In the entries below, find the line with "Target: cabinet door handle" and the line with "# for each instance of the potted"; copy them and every line between them exactly, but not the pictures.
· · ·
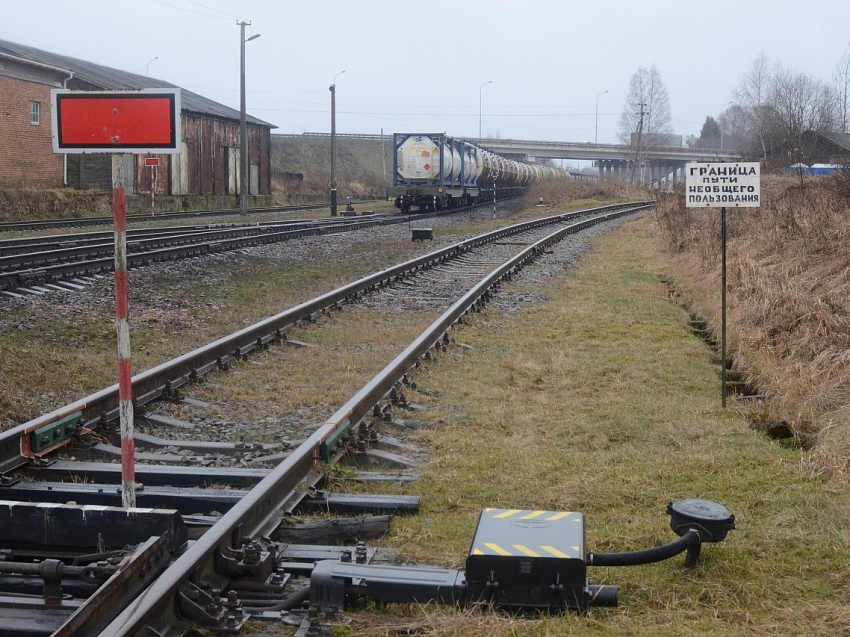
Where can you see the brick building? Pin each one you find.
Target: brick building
(26, 154)
(207, 168)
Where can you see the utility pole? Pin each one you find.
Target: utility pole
(243, 126)
(332, 89)
(640, 135)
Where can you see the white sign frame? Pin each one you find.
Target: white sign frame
(721, 184)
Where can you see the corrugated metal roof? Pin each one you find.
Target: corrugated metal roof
(107, 78)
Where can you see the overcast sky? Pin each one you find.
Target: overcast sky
(419, 66)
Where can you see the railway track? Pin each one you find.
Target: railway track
(84, 222)
(190, 589)
(44, 264)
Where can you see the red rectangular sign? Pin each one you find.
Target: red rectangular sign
(117, 121)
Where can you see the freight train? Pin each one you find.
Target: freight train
(434, 172)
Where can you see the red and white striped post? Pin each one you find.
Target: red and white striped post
(122, 326)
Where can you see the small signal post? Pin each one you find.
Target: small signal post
(119, 123)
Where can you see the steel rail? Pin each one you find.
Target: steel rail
(36, 243)
(33, 259)
(12, 279)
(16, 226)
(159, 603)
(17, 445)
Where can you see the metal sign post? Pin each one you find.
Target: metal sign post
(717, 185)
(122, 327)
(115, 123)
(152, 162)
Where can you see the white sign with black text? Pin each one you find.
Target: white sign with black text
(715, 185)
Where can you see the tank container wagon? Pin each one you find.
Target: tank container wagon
(432, 171)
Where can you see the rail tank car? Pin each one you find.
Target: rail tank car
(432, 171)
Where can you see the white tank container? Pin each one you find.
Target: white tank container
(419, 158)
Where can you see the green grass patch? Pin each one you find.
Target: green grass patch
(601, 400)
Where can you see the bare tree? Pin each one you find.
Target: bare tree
(648, 95)
(841, 85)
(645, 120)
(752, 94)
(799, 106)
(733, 127)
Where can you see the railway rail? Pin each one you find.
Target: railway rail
(209, 583)
(39, 265)
(83, 222)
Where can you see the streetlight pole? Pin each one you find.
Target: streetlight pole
(243, 126)
(332, 89)
(479, 105)
(596, 129)
(720, 123)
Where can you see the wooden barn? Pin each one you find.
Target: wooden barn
(204, 174)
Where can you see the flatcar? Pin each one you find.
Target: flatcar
(432, 171)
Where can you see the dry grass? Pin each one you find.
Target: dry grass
(789, 300)
(601, 400)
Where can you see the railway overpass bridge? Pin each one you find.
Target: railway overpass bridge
(658, 164)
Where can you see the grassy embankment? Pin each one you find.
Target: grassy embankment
(602, 400)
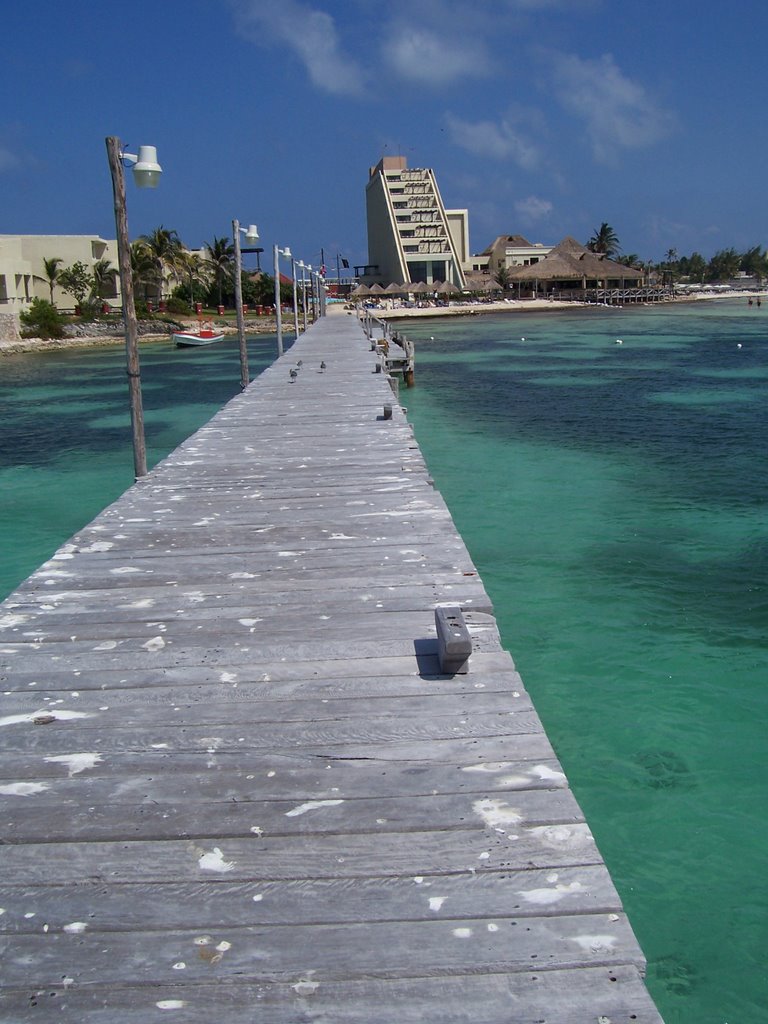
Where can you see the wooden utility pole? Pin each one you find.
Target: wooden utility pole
(114, 152)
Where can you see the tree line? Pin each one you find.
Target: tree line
(164, 269)
(723, 265)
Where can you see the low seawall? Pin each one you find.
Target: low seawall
(237, 779)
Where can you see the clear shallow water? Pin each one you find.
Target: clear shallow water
(66, 438)
(613, 498)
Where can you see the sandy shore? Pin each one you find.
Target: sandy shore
(539, 305)
(265, 325)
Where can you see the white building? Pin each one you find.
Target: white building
(22, 273)
(509, 251)
(411, 235)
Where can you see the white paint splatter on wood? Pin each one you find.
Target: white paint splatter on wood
(76, 762)
(311, 805)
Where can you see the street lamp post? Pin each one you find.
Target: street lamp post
(295, 298)
(252, 236)
(276, 253)
(146, 173)
(304, 267)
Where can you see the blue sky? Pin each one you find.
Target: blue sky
(542, 117)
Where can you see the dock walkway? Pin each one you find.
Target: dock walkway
(236, 786)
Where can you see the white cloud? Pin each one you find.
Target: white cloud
(312, 36)
(534, 208)
(500, 140)
(617, 112)
(422, 55)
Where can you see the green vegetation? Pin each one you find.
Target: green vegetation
(51, 273)
(42, 320)
(604, 241)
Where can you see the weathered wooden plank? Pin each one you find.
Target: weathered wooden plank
(565, 996)
(348, 951)
(54, 815)
(260, 857)
(222, 713)
(585, 889)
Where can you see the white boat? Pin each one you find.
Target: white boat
(205, 335)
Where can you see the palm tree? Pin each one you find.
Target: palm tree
(220, 261)
(193, 267)
(604, 241)
(633, 260)
(165, 247)
(142, 266)
(50, 267)
(502, 276)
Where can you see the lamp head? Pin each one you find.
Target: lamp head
(146, 170)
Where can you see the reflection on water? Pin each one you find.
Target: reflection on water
(616, 510)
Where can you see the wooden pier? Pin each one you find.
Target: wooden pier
(236, 784)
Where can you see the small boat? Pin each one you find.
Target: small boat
(205, 335)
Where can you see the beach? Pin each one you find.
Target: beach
(390, 310)
(264, 325)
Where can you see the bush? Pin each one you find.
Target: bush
(177, 305)
(42, 320)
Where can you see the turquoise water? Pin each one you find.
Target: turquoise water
(66, 438)
(614, 500)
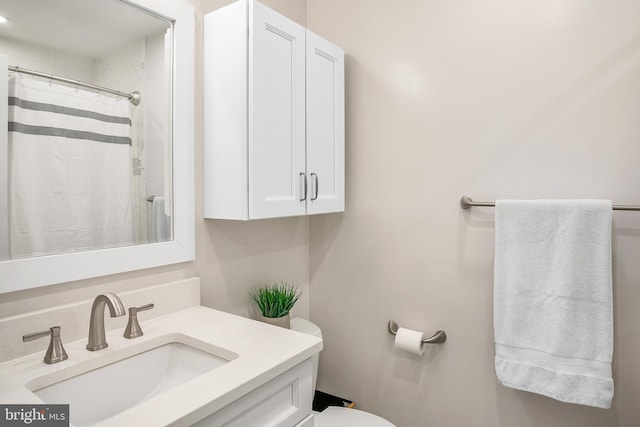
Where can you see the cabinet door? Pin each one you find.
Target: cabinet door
(276, 114)
(325, 125)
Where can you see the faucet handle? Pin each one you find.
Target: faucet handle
(133, 329)
(55, 352)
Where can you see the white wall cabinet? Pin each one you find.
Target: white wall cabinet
(273, 114)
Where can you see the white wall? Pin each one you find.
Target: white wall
(492, 99)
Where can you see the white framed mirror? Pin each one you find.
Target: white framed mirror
(17, 273)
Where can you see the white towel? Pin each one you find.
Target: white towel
(160, 230)
(553, 309)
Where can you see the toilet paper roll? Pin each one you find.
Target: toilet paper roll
(409, 340)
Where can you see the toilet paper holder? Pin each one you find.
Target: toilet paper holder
(438, 338)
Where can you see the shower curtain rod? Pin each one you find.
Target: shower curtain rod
(133, 97)
(466, 203)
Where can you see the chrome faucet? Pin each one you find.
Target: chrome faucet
(97, 338)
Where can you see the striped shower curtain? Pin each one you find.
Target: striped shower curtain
(70, 171)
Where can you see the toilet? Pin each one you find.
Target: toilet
(335, 416)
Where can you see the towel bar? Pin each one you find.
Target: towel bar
(437, 338)
(466, 203)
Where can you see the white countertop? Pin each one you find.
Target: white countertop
(263, 352)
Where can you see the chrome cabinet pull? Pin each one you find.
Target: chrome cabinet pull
(315, 180)
(303, 186)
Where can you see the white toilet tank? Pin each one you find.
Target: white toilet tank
(306, 327)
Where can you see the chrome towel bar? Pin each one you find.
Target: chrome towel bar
(466, 203)
(437, 338)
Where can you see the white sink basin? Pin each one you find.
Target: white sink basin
(106, 391)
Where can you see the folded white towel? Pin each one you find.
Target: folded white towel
(553, 308)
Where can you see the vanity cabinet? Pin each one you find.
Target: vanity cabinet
(285, 401)
(273, 114)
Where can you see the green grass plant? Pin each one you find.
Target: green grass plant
(275, 300)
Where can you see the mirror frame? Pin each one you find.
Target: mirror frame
(29, 273)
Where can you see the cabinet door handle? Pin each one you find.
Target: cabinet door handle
(303, 186)
(315, 180)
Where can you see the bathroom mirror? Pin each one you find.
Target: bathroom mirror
(148, 47)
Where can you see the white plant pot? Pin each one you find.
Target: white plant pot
(283, 322)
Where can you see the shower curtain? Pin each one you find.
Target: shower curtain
(70, 169)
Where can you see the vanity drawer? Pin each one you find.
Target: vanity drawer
(285, 401)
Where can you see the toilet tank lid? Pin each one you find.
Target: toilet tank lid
(301, 325)
(335, 416)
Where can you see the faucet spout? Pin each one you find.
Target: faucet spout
(97, 338)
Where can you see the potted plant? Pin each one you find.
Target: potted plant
(275, 301)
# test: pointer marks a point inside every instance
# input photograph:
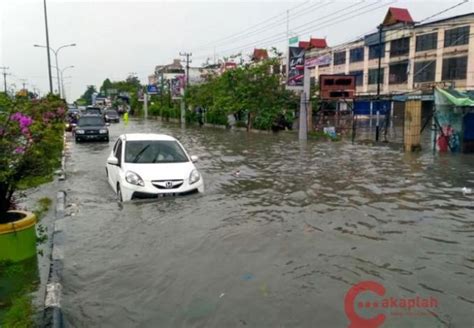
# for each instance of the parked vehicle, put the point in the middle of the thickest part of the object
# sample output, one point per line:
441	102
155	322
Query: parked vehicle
111	115
91	127
145	165
93	110
71	121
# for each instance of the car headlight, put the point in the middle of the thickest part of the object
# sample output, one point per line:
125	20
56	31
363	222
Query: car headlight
133	178
194	176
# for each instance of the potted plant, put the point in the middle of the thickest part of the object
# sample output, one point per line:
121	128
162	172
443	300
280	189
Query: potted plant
30	137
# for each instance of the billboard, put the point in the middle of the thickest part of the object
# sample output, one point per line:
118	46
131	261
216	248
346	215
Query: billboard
295	67
152	89
177	85
334	87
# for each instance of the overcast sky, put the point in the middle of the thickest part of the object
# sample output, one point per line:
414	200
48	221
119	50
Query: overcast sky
115	38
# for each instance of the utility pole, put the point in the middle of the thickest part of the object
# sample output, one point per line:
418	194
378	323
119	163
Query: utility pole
187	61
47	48
379	70
5	77
183	105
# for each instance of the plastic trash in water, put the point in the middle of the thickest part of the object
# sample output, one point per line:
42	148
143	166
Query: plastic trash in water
247	277
466	191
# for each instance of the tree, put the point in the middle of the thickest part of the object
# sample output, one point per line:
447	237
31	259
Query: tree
106	85
87	96
31	140
249	90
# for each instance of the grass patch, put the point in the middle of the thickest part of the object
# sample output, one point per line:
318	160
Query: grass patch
20	313
16	299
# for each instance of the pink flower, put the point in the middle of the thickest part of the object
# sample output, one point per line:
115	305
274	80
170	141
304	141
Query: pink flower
19	150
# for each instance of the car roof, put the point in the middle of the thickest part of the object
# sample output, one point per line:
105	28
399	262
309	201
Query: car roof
91	115
146	136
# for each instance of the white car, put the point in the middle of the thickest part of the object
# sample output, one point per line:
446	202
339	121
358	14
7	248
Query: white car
147	165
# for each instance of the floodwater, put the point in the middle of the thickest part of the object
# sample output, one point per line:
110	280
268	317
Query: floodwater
278	246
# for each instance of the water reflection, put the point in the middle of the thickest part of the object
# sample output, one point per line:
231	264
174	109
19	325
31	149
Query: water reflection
305	220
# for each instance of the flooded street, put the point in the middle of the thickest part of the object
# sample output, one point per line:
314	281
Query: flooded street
278	246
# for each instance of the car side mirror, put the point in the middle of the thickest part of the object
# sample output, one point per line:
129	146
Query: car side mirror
112	160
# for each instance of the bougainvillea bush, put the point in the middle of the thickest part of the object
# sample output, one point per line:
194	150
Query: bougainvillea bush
31	141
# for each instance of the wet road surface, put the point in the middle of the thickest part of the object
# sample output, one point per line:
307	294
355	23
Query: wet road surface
278	246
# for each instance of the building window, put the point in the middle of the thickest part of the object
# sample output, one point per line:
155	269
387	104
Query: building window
399	47
454	68
456	36
359	77
356	55
424	71
398	73
373	72
374	51
426	41
339	58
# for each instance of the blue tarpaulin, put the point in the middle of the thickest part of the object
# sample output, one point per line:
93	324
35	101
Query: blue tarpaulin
362	107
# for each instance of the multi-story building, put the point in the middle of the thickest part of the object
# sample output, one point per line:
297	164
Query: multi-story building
413	56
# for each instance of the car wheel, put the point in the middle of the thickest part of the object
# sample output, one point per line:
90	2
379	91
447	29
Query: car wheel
119	194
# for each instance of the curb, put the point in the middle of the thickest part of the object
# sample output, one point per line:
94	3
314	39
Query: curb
53	314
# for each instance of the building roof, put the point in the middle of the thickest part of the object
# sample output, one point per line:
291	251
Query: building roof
260	54
444	19
397	15
313	43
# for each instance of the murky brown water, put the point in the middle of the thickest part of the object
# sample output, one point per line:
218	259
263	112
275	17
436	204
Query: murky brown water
277	247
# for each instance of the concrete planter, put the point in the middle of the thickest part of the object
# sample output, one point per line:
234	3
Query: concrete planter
18	238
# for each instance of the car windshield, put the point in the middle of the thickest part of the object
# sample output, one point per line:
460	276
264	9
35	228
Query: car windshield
154	151
90	121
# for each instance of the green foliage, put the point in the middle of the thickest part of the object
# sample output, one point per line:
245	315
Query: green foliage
252	89
16	301
31	142
20	313
86	98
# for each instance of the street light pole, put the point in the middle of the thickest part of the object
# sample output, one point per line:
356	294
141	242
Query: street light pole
56	56
62	80
47	48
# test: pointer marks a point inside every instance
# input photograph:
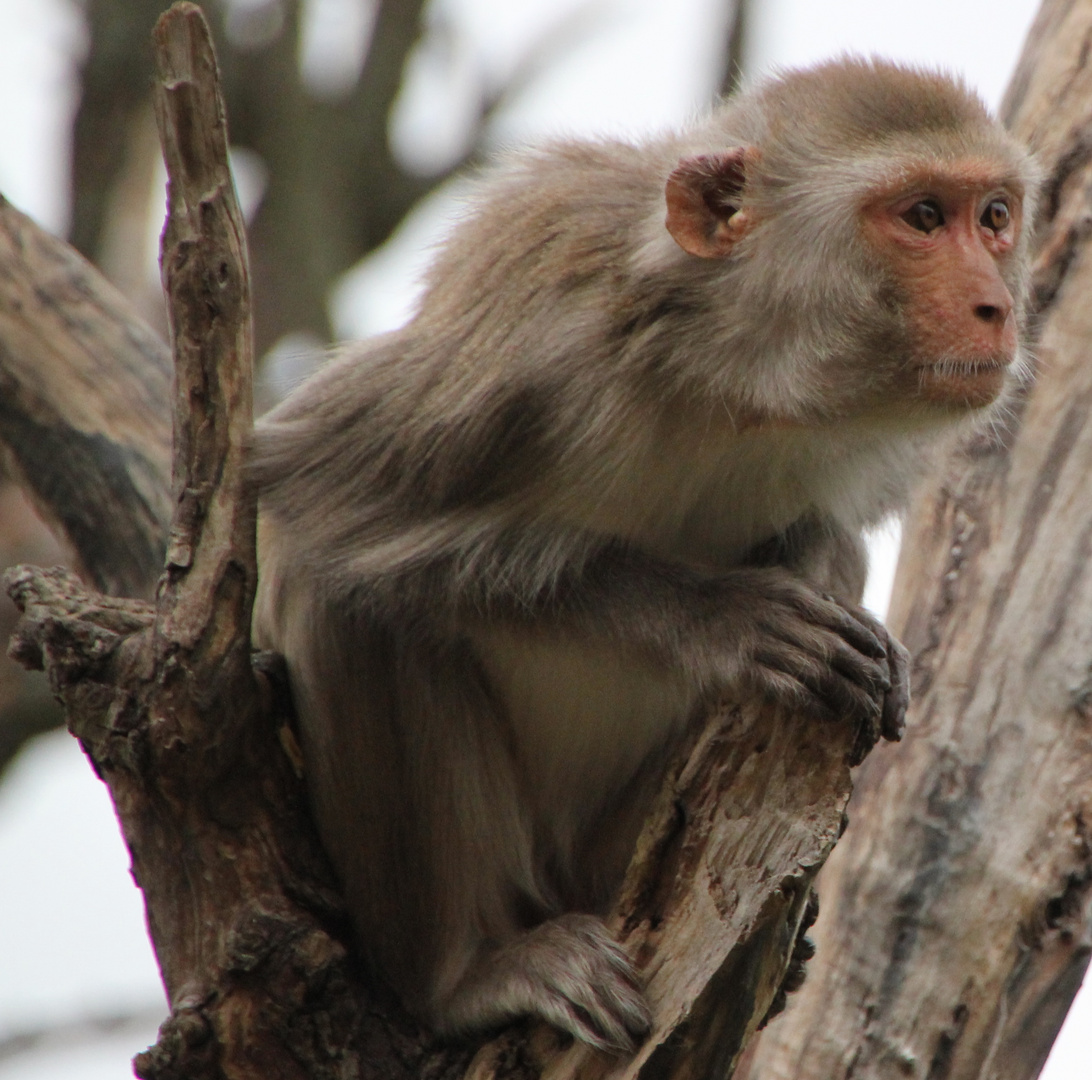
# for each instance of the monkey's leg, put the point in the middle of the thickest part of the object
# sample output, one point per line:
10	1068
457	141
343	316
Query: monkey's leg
422	806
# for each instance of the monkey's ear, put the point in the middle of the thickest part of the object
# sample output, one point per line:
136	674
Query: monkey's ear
703	202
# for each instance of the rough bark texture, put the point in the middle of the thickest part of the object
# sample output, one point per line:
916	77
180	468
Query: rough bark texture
189	733
84	420
960	903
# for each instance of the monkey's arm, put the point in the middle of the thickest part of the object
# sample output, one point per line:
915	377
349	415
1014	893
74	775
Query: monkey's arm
752	629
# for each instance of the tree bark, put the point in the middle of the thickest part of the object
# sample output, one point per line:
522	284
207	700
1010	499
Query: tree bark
960	903
190	735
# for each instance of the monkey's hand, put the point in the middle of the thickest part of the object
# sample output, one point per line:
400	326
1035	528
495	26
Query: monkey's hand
810	651
570	972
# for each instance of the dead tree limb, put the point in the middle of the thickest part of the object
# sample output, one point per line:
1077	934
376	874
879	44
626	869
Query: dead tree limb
960	904
184	727
84	425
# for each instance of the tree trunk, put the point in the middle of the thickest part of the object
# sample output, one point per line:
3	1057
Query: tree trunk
959	906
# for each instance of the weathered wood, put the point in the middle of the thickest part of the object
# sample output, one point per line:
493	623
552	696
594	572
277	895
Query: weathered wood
959	906
84	391
714	899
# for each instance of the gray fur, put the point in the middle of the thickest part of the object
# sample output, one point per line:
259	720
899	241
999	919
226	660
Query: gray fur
512	549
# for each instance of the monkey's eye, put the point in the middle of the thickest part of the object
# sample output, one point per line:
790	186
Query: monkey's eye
925	215
996	216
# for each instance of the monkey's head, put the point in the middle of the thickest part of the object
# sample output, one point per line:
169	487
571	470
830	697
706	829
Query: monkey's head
871	218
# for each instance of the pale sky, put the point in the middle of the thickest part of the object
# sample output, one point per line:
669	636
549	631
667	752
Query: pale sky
71	927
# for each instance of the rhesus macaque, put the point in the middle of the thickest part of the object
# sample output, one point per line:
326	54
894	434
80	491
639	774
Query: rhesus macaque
615	470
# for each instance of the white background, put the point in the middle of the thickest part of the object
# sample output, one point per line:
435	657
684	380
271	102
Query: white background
72	945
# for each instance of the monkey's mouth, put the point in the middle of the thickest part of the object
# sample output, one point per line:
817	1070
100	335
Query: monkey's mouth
971	382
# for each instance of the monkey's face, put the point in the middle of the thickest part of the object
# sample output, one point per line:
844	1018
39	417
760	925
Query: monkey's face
948	238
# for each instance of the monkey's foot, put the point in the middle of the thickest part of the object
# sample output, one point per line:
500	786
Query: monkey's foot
568	971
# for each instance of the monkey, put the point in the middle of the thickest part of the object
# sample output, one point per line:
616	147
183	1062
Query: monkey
615	471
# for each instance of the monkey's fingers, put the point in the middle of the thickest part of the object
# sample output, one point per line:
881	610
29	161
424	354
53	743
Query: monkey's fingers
897	700
897	696
800	681
570	972
854	625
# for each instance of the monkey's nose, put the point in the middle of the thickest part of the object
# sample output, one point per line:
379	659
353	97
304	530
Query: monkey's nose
993	313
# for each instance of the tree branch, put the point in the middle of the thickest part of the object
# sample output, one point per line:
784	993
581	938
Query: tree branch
961	900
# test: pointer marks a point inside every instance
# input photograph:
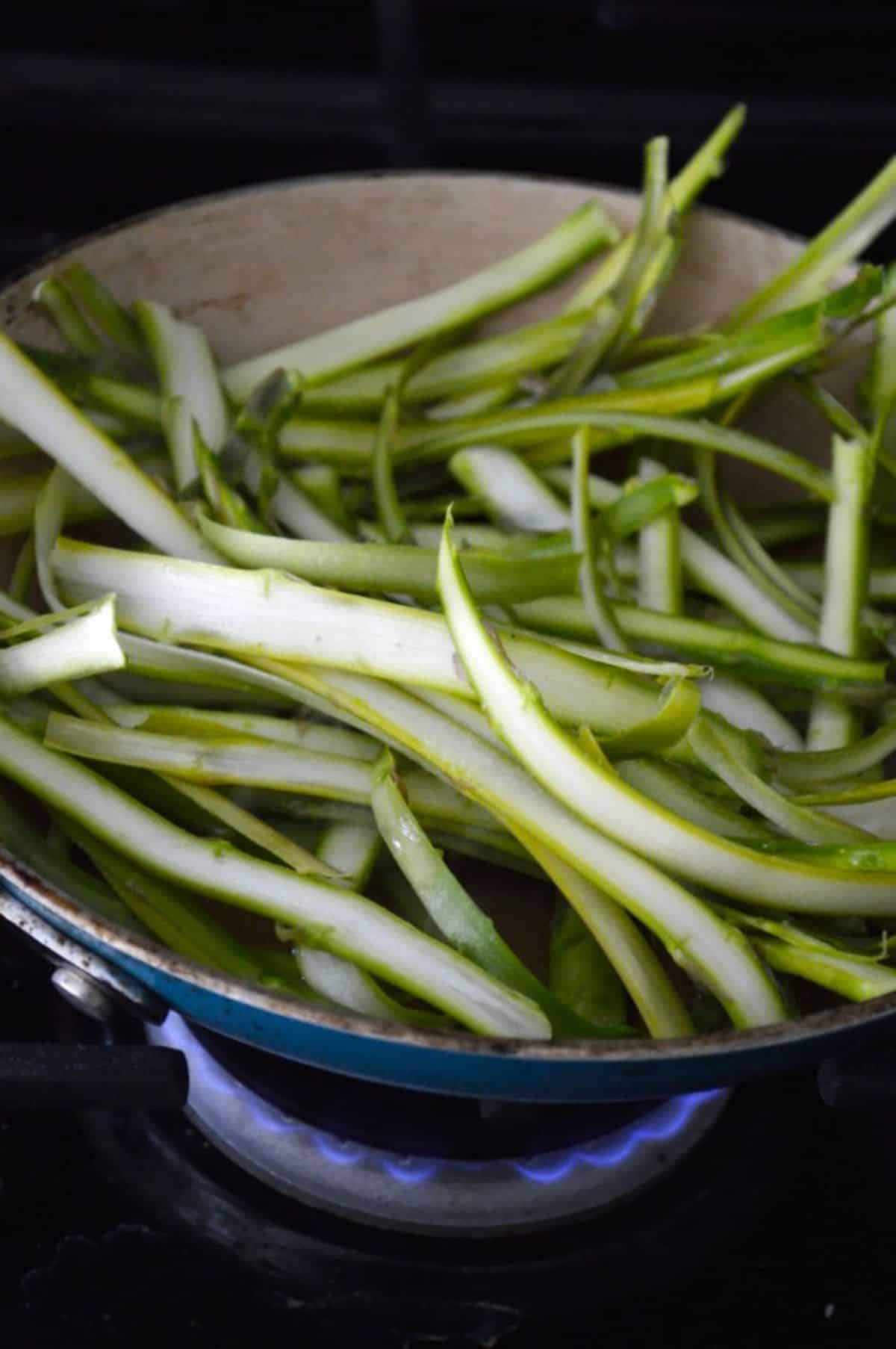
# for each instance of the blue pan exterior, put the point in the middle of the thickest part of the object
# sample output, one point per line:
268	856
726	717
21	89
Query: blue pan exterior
579	1071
· · ·
Solution:
Target: cabinet door handle
(303, 186)
(315, 180)
Where can you see the bathroom mirror? Pin each one you find.
Target: bathroom mirror
(148, 47)
Where can you see the white plant pot? Pin each one you find.
Target: white plant pot
(283, 322)
Where can you see the shower curtain? Pin each one you find.
Target: shower curtain
(70, 169)
Where can you see the vanity drawer? Pin each one you find.
Target: vanity drawer
(285, 401)
Where can you see the toilet tank lid? Pin each one you find.
Target: toilet tank lid
(301, 325)
(335, 416)
Where can you see the faucet spout? Pin each one you find.
Target: faucet spout
(97, 338)
Where can you see the potted plant? Pin each one you find.
Target: potted plant
(275, 301)
# test: pointer marks a point inside every instance
# input photograph:
# for each instance of the parked vehicle, put the point in the middle of the thickest part of the object
# sample output, one point per line:
441	102
155	322
Query: parked vehicle
111	115
91	127
145	165
93	110
71	121
# for each instance of the car headlight, put the point in the middle of the thickest part of the object
# sample output, one point per line:
125	20
56	31
363	222
Query: car headlight
133	178
194	176
# for each instance of the potted plant, put the point in the middle of the thickest part of the object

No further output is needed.